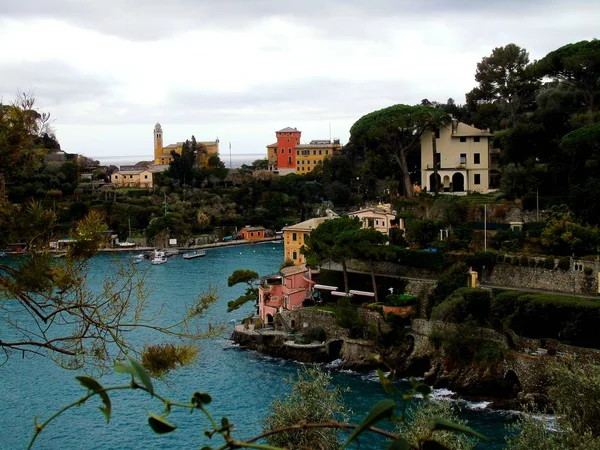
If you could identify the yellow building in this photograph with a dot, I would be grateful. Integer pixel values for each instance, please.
(163, 156)
(462, 159)
(140, 178)
(380, 217)
(308, 156)
(295, 236)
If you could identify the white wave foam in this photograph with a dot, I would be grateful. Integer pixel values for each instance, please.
(336, 363)
(477, 406)
(442, 393)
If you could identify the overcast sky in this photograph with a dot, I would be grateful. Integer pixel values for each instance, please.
(241, 69)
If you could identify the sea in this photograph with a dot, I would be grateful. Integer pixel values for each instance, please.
(242, 383)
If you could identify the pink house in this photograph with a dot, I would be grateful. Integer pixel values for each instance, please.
------------------------------------
▶ **ASSIGNED TASK**
Each entry above must be set down word for word; none of its pictures belong in the copy.

▶ **WRITTEN REPLY**
If you could identify the yellow building in this photograph with a dot, I would be grateful. Integer pixel values for each instance, please.
(163, 156)
(462, 159)
(140, 178)
(380, 217)
(308, 156)
(295, 236)
If you could identify the white wave foam in this photograph with a dot, I would be grateful. Integer pixel values for each instance, please.
(336, 363)
(477, 406)
(442, 393)
If you could identify the overcast sky in this photograph with a dot, I would be grateful. Integer pixel values for each instance, please.
(241, 69)
If you could identify the sea in this photograph with a dot, I would be grateful. Integer pixel values for each instance, please.
(242, 383)
If you could identify the pink house in this photograph with a dot, I would be grateful. Integer pixel values for each instance, please.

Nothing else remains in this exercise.